What to produce: Rewrite everything from the line containing "[locate] the wooden" down to the line containing "x=158, y=306" in the records below, replacing "wooden bench" with "wooden chair" and leaving all else unchanged. Provide only those lines.

Records provided:
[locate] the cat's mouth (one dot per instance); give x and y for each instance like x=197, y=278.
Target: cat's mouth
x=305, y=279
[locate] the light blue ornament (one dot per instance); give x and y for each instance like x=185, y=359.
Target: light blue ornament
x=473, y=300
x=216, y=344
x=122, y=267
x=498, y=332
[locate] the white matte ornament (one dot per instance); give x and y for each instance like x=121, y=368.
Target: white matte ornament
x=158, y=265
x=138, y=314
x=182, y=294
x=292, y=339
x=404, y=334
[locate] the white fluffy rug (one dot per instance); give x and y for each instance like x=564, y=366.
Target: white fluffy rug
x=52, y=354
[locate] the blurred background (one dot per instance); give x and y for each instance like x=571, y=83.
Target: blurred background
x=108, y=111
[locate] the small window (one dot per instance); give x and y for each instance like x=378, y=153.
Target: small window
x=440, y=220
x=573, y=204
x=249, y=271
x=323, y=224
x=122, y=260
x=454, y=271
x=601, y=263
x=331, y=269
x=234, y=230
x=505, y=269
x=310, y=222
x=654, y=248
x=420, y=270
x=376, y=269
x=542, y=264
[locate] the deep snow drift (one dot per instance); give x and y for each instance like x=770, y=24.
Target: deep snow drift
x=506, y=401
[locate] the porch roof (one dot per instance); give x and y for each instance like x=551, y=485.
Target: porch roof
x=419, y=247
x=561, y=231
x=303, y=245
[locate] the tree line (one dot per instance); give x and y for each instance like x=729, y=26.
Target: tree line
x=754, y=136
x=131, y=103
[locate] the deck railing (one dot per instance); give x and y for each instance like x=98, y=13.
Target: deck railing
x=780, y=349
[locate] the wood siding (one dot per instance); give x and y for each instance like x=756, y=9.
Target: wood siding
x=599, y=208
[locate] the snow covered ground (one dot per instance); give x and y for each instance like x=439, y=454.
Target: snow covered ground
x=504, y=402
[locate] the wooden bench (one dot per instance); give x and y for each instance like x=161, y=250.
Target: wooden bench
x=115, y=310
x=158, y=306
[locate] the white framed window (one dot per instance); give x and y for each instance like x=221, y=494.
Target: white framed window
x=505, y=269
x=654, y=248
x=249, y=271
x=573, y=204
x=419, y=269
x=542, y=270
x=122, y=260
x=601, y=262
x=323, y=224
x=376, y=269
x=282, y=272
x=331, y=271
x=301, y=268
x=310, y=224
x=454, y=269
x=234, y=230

Correct answer:
[locate] the wooden chair (one dot per instance); give x and y for each instance like x=161, y=250.
Target: wooden chair
x=115, y=310
x=158, y=306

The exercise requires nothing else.